Stored data

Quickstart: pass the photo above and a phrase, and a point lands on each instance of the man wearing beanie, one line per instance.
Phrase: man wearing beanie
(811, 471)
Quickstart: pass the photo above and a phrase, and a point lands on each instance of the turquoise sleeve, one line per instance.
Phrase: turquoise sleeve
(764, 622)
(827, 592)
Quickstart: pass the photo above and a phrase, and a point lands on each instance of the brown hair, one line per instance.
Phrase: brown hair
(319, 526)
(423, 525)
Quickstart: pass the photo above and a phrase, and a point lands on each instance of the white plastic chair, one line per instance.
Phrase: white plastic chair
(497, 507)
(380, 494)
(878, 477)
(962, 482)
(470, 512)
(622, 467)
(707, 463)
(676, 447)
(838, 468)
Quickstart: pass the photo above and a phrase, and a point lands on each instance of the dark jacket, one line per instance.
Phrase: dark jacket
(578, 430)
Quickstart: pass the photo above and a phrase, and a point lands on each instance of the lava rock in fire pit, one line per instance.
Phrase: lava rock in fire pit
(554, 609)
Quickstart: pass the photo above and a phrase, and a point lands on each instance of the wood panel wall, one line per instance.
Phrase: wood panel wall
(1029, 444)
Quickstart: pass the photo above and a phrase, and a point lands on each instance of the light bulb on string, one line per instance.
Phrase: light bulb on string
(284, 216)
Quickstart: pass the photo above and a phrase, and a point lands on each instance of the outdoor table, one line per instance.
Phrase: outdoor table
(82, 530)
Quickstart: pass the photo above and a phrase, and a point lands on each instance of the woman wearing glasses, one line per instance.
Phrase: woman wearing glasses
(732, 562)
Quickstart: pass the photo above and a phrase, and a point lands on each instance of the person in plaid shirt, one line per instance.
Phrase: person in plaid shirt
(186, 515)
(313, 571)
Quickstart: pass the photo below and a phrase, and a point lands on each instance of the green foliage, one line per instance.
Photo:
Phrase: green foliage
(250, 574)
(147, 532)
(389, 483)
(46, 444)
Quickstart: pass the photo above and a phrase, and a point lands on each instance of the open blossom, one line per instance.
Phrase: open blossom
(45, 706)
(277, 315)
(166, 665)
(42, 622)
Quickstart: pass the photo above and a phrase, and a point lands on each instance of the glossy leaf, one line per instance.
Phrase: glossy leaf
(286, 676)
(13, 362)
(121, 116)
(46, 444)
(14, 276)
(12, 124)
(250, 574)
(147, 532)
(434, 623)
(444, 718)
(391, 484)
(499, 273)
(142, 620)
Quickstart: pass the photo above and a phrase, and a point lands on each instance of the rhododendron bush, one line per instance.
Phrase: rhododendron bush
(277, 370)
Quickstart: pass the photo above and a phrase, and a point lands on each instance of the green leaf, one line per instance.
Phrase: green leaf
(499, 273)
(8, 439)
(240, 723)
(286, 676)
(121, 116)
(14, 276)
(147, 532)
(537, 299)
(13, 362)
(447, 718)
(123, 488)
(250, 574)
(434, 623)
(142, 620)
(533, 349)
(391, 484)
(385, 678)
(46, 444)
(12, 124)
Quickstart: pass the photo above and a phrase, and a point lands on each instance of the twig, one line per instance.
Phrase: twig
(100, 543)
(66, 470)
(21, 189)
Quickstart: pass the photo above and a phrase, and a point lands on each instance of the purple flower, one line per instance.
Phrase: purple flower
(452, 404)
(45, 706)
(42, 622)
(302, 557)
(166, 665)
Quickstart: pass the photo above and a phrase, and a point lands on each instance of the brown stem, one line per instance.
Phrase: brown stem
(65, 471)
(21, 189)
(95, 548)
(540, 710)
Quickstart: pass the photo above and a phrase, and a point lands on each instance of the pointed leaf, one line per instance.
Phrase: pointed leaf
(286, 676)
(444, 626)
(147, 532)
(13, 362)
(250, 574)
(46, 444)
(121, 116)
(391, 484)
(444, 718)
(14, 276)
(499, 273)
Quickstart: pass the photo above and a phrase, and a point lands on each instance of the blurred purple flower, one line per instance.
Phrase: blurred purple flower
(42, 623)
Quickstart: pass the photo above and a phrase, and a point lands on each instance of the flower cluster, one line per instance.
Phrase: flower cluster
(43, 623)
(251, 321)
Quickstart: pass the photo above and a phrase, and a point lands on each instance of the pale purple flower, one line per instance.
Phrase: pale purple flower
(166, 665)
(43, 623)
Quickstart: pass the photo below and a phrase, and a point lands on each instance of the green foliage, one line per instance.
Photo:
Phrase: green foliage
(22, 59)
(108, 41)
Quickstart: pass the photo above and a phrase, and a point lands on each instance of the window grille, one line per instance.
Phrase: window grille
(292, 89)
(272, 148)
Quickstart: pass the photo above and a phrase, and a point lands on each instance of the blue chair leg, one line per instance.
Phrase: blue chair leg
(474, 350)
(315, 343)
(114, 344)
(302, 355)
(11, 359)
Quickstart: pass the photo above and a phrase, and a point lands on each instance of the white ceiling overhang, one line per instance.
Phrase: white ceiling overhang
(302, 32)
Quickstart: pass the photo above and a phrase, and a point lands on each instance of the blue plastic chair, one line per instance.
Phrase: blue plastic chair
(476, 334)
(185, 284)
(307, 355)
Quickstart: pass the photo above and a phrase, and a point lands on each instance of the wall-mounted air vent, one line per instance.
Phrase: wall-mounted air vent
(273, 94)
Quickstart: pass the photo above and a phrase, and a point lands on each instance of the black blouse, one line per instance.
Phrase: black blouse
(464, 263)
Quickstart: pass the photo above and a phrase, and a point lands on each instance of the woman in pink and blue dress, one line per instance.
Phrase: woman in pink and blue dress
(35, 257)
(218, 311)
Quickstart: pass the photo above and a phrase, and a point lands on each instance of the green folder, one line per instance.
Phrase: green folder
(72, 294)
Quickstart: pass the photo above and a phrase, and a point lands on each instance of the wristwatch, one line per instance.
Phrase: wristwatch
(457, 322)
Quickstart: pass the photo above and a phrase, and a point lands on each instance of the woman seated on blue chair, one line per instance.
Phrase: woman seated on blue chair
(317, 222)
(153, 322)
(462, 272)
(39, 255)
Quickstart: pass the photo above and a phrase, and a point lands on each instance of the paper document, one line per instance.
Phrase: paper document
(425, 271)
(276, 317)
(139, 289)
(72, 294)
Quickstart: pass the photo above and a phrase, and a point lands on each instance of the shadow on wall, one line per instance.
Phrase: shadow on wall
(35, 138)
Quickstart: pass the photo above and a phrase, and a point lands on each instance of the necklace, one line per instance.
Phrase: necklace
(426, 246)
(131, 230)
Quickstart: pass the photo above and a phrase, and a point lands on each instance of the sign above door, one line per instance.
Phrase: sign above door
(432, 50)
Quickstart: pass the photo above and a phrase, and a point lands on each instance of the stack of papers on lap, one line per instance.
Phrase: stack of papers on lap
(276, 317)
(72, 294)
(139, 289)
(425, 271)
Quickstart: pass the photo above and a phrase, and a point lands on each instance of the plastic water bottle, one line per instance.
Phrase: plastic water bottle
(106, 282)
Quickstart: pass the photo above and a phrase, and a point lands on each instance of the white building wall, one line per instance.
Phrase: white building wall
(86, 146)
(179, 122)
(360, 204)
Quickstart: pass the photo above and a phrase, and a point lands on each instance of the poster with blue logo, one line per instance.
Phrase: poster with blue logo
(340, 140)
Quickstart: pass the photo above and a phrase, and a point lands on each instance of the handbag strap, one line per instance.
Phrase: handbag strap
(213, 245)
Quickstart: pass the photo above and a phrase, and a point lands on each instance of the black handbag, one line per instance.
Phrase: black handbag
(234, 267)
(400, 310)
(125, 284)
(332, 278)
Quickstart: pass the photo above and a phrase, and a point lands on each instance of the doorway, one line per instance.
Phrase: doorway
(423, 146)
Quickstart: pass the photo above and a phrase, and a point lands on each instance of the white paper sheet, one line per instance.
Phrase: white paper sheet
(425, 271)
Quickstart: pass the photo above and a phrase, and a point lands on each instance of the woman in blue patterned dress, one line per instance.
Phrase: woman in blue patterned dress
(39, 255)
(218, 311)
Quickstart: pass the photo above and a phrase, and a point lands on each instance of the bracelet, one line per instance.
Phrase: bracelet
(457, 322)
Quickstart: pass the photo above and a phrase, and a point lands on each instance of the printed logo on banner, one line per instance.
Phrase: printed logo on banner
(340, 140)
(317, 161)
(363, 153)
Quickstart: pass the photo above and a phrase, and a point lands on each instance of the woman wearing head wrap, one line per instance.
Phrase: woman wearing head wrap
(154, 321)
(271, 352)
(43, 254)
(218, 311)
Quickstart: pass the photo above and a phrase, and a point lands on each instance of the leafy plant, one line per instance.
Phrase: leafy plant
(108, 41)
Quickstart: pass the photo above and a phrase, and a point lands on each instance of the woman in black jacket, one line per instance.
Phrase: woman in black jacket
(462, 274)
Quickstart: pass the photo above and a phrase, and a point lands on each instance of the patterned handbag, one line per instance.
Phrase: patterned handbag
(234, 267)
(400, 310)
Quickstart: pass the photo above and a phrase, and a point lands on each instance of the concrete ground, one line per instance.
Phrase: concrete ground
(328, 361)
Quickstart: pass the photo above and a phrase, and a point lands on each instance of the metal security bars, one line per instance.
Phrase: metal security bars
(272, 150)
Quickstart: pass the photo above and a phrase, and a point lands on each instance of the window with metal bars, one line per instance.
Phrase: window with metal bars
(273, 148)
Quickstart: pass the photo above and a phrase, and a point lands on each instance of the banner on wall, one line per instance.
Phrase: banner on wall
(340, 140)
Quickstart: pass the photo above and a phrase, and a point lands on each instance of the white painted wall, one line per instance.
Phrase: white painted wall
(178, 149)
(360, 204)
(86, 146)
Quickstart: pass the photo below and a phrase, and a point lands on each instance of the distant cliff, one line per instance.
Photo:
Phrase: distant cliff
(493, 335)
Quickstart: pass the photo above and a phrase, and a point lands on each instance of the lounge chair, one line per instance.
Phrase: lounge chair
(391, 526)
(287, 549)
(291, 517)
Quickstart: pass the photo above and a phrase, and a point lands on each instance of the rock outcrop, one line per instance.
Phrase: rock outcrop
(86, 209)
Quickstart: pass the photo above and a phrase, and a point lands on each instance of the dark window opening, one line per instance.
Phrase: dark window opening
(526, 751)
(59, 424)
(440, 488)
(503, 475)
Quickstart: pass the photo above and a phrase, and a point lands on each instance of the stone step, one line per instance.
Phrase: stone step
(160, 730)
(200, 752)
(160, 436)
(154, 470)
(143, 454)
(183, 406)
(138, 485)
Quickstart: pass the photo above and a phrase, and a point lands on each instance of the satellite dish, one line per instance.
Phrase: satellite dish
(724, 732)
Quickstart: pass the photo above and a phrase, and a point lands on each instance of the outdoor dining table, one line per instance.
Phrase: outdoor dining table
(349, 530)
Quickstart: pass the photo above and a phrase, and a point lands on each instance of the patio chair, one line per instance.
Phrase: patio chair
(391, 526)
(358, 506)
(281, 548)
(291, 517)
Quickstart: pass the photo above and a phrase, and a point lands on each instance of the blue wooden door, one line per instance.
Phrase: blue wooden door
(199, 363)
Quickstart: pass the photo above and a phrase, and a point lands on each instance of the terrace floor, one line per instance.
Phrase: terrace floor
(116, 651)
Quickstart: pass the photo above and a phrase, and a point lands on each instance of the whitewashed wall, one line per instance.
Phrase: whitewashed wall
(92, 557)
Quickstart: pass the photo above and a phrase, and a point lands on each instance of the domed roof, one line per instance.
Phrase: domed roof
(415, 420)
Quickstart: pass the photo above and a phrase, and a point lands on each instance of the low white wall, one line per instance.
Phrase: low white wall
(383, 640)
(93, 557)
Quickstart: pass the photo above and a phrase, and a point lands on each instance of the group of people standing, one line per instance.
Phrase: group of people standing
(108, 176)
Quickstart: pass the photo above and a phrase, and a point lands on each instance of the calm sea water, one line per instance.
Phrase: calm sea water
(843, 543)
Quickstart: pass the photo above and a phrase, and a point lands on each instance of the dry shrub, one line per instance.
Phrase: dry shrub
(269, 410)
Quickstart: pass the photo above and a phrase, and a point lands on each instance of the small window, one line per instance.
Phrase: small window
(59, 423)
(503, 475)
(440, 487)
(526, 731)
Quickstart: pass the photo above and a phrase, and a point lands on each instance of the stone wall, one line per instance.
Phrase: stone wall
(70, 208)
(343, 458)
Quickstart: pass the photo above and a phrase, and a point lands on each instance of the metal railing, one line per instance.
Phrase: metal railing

■ EXERCISE DIRECTIONS:
Give the lines exactly as they stand, from the line with "white wall, one line per instance." through the end of the material.

■ WORKED ANSWER:
Quickstart: pass the photo above and a phrase, and a point lands on each instance of the low white wall, one line per instance.
Phrase: low white wall
(383, 640)
(93, 557)
Quickstart: pass the photo above and a phrase, and a point lands on each instance of the group of people standing, one line per instance.
Phrase: group of people standing
(108, 176)
Quickstart: pass the photo above and a phrase, and a point lands on each instance of the calm sea water, one line per instance.
Phrase: calm sea water
(843, 543)
Quickstart: pass the photo above and a phrase, and a point lands on each instance of the dry shrub, one line per instance.
Phrase: dry shrub
(269, 410)
Quickstart: pass the photo above and a phrase, and a point lands on each instance of the small window, one line per instance.
Phrase: small window
(59, 423)
(503, 475)
(440, 487)
(526, 731)
Quickstart: pass the photo above and a phrase, and a point lands on each instance of the stone wall, one line per instance.
Phrase: stone wall
(70, 208)
(343, 458)
Quickstart: pass the photo above and a phrase, and a point lands on each instance of the metal railing, one line per instance.
Phrase: metal railing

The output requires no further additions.